PROVIDED MATERIAL:
★ ★ ★

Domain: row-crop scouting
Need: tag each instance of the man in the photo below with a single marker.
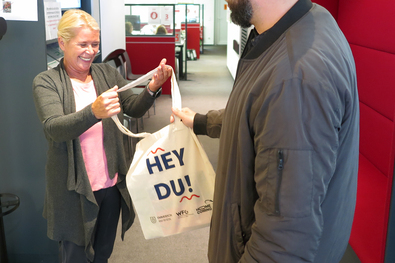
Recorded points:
(286, 180)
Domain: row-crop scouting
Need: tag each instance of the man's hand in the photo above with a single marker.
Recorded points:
(107, 104)
(185, 114)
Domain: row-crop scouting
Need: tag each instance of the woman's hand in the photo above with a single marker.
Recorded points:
(107, 104)
(163, 73)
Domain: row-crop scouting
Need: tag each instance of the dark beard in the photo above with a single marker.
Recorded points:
(241, 13)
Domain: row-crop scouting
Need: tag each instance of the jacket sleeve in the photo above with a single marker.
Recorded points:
(295, 139)
(209, 124)
(57, 125)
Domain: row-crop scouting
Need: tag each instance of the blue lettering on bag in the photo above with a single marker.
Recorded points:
(166, 161)
(163, 190)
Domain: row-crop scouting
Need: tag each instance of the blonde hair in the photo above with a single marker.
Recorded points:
(73, 19)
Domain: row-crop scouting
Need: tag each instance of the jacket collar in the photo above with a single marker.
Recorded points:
(259, 43)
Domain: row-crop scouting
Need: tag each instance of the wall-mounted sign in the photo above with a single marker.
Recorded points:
(53, 13)
(22, 10)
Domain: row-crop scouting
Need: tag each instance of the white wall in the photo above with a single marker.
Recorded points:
(232, 58)
(209, 14)
(221, 24)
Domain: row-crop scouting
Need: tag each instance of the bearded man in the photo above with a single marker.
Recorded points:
(286, 180)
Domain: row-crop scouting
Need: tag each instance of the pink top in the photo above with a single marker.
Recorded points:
(92, 140)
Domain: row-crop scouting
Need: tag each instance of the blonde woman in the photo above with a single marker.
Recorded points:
(86, 167)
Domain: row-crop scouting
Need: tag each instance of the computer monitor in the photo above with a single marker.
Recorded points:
(135, 20)
(69, 4)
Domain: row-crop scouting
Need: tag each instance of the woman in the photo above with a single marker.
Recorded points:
(86, 167)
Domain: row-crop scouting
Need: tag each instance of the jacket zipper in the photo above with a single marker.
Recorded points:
(280, 167)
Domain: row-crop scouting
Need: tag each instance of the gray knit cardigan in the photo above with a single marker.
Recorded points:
(70, 206)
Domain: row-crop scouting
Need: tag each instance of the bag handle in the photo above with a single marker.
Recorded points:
(176, 101)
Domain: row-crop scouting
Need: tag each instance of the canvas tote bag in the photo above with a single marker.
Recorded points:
(171, 180)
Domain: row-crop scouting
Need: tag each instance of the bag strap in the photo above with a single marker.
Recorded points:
(176, 101)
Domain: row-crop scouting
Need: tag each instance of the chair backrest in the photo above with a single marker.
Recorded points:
(368, 26)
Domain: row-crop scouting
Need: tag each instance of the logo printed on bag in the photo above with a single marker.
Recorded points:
(165, 218)
(154, 152)
(183, 213)
(205, 208)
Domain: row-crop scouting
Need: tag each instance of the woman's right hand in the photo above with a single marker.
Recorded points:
(107, 104)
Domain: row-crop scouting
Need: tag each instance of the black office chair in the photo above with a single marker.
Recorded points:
(10, 202)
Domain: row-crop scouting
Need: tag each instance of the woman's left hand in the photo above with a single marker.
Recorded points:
(162, 74)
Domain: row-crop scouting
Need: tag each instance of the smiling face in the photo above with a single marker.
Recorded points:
(80, 51)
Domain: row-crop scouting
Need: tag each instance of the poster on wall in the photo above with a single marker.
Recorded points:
(21, 10)
(53, 13)
(154, 13)
(167, 15)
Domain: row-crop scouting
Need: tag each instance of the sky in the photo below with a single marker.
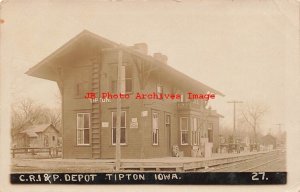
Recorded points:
(241, 48)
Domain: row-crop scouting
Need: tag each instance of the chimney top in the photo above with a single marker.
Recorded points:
(161, 57)
(141, 47)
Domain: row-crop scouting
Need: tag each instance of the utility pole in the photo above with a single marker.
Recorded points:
(234, 110)
(118, 128)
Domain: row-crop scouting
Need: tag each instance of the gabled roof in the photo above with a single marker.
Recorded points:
(37, 70)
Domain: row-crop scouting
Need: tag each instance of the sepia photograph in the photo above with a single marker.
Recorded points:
(149, 92)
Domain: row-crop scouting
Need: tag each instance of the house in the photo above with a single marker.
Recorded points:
(42, 135)
(150, 124)
(267, 142)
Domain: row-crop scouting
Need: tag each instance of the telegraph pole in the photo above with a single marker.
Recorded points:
(118, 128)
(234, 110)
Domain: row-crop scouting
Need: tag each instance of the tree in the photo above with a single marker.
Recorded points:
(253, 114)
(26, 111)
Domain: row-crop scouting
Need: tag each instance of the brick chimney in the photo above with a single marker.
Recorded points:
(160, 57)
(141, 47)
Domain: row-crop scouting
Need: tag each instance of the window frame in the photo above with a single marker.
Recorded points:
(89, 128)
(124, 80)
(112, 128)
(184, 131)
(155, 135)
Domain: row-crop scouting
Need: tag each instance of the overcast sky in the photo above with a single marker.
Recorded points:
(240, 48)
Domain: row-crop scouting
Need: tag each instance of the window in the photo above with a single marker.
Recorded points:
(210, 132)
(46, 141)
(155, 128)
(82, 82)
(123, 127)
(195, 132)
(83, 128)
(184, 130)
(126, 80)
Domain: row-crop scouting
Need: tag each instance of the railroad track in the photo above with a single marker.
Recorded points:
(264, 165)
(249, 164)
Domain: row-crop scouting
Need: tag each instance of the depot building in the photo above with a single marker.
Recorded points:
(149, 128)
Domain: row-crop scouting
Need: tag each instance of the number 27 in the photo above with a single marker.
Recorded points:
(256, 176)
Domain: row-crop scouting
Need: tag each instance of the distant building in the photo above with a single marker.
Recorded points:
(149, 127)
(42, 135)
(268, 142)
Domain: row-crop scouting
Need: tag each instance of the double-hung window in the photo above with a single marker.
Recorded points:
(126, 79)
(184, 131)
(155, 130)
(83, 128)
(195, 132)
(123, 128)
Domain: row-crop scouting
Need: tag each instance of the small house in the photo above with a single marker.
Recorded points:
(39, 136)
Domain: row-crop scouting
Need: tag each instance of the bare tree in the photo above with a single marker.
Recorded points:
(253, 114)
(27, 111)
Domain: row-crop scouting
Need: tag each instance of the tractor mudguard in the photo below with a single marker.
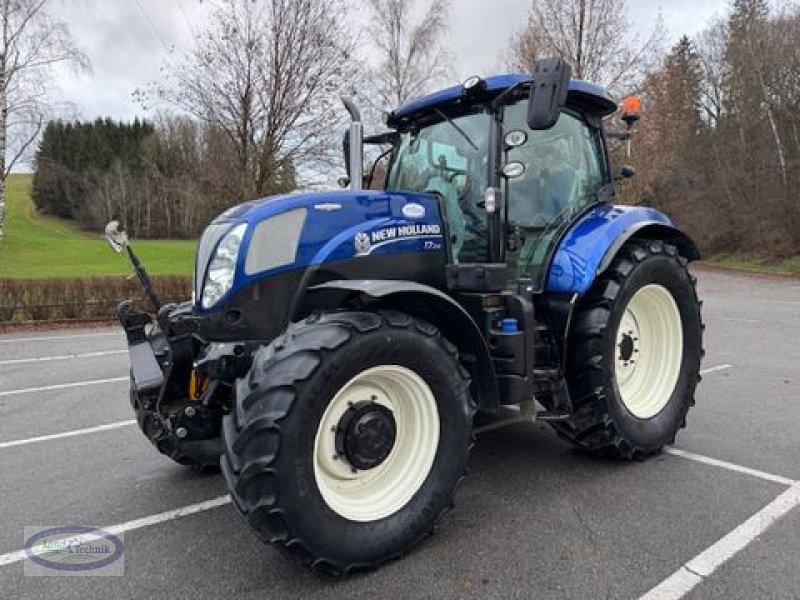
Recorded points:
(426, 303)
(592, 242)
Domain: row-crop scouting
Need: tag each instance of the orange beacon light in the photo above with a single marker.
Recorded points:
(631, 108)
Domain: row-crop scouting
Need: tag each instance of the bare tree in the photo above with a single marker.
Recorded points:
(267, 74)
(593, 35)
(412, 57)
(33, 43)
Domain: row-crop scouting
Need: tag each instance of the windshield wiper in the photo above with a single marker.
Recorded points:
(457, 128)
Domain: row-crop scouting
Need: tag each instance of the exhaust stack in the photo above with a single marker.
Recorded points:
(355, 158)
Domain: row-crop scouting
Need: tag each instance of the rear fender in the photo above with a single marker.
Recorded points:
(592, 242)
(428, 304)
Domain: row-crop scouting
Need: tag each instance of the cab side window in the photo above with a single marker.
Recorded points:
(564, 171)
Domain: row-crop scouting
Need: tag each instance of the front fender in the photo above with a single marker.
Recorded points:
(590, 244)
(426, 303)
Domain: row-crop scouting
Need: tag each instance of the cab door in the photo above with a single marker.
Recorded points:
(564, 172)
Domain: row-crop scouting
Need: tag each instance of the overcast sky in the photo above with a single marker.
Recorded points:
(129, 41)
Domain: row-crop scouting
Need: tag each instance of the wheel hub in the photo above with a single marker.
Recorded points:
(366, 434)
(626, 345)
(649, 350)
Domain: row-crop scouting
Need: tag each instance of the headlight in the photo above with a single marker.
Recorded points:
(222, 269)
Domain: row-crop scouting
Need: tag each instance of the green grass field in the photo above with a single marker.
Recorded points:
(789, 266)
(39, 246)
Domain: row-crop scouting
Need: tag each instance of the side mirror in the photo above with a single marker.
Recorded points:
(548, 92)
(625, 172)
(346, 151)
(116, 237)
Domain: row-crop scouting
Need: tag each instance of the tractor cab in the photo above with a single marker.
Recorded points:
(509, 184)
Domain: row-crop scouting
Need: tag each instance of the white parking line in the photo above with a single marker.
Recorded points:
(22, 361)
(714, 369)
(704, 564)
(48, 338)
(62, 386)
(63, 434)
(19, 555)
(730, 466)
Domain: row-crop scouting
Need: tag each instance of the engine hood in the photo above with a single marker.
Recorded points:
(329, 226)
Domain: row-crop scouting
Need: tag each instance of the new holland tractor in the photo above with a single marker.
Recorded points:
(339, 343)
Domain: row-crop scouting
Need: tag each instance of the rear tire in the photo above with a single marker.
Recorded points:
(294, 411)
(633, 353)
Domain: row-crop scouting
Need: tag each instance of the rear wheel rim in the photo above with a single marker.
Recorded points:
(648, 351)
(378, 492)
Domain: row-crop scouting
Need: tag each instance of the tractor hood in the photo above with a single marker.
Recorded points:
(266, 237)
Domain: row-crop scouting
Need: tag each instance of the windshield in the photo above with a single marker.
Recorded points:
(449, 158)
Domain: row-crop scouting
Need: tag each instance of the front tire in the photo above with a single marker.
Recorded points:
(633, 353)
(349, 438)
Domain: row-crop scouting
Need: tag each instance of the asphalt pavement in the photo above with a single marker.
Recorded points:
(536, 519)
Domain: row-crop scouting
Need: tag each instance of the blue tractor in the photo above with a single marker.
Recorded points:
(338, 344)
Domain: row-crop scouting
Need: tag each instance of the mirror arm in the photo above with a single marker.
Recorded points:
(144, 279)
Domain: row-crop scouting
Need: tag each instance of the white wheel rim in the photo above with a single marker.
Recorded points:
(372, 494)
(648, 351)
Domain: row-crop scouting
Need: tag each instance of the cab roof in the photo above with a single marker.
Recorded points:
(592, 98)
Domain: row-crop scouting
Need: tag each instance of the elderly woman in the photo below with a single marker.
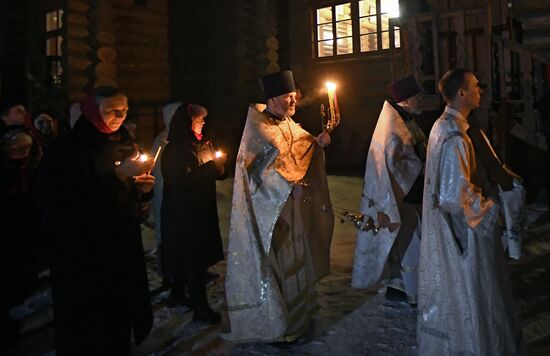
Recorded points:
(191, 239)
(91, 188)
(43, 126)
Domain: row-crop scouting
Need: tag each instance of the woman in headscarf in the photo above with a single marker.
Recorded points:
(43, 126)
(91, 186)
(191, 240)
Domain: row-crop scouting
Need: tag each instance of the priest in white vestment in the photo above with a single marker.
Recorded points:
(465, 304)
(281, 221)
(392, 196)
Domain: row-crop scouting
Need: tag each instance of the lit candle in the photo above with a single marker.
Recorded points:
(157, 154)
(331, 91)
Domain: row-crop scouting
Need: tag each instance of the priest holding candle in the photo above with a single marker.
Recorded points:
(191, 240)
(281, 221)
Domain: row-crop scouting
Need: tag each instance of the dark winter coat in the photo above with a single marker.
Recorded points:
(92, 223)
(190, 229)
(20, 233)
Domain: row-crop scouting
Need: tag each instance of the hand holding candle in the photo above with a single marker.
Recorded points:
(135, 166)
(219, 160)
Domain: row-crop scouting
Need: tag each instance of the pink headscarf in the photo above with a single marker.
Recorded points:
(90, 111)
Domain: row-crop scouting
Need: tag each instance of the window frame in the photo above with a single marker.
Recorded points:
(393, 25)
(60, 48)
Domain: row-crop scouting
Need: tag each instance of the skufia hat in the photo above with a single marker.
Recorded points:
(276, 84)
(403, 89)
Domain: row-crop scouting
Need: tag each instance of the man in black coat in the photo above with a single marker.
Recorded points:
(91, 187)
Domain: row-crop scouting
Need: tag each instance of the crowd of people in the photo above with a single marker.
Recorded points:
(433, 239)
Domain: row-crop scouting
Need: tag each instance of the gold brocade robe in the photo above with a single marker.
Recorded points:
(278, 243)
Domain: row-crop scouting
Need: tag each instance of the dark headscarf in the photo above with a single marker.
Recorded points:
(180, 127)
(43, 140)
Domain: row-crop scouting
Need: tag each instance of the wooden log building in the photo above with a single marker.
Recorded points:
(213, 52)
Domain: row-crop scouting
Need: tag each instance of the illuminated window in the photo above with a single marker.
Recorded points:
(335, 27)
(54, 45)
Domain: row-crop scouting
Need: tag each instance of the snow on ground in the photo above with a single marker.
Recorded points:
(349, 321)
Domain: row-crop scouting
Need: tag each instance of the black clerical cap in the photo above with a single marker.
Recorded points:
(276, 84)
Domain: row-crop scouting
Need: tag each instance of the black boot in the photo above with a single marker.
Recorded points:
(207, 315)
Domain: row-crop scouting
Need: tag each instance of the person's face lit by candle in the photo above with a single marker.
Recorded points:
(197, 123)
(45, 124)
(113, 111)
(283, 105)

★ ★ ★

REQUIREMENT:
When you reach the line containing "Need: tag each instance of the side" in the data above, start copying exactly, and stop after the line containing "Need: tag each instance of the elderly".

ANSWER TO THIS TASK:
Need: tag each instance of the side mirror in the photo above with a single marker.
Recorded points:
(548, 92)
(625, 172)
(346, 151)
(116, 237)
Domain: row-crop scouting
Need: tag each instance of the tractor cab in the photo above with a single marker.
Recorded points:
(509, 184)
Domain: row-crop scouting
Need: tag each instance of the white parking line in the photo above with a single marker.
Recorded points:
(22, 361)
(714, 369)
(704, 564)
(48, 338)
(62, 386)
(63, 434)
(19, 555)
(730, 466)
Domain: row-crop scouting
Need: tag each instance of the engine hood in the photo above with a single marker.
Recorded points:
(329, 226)
Domain: row-crop scouting
Need: tag each instance of the new holland tractor in the photo above with a single marker.
Recorded points:
(339, 343)
Domain: row-crop scouting
Need: tag each instance of the rear tire in the photo above with a single marker.
Recorded points:
(294, 411)
(633, 353)
Domain: row-crop scouting
Need: tag each instance of the rear wheel rim in the photo above with a single marker.
Recorded points:
(648, 351)
(378, 492)
Domain: row-crop scouting
Need: tag each instance of the tractor hood in the photo above with a single marker.
Recorded points:
(266, 237)
Domain: row-crop scouting
Need: tag each instance of the windshield in the photo above with a single marker.
Recorded points:
(449, 158)
Domain: row-crop scouting
Need: tag each instance of the front tire in the photo above with a single marker.
Recorded points:
(633, 353)
(349, 438)
Domain: row-crop scouting
Need: tag each instance of the asphalt pavement in the photo above with a single marker.
Recorded points:
(536, 519)
Domain: row-crop scouting
Need: tag each instance of the blue tractor in the photo above with a single marker.
Recorded points:
(338, 344)
Domain: row-crop scouting
Need: tag each instance of the mirror arm in the photo above with a single marker.
Recorded points:
(144, 279)
Domain: row-crop scouting
Need: tag each instance of the white wheel rim in the photo above with a single marker.
Recorded points:
(372, 494)
(648, 351)
Domain: row-crop scouting
Need: tag each instance of the cab roof in the photo above with a single marker.
Recorded points:
(592, 98)
Domain: row-crop scouting
Need: tag each instance of the elderly woman in the photo below with a single marker.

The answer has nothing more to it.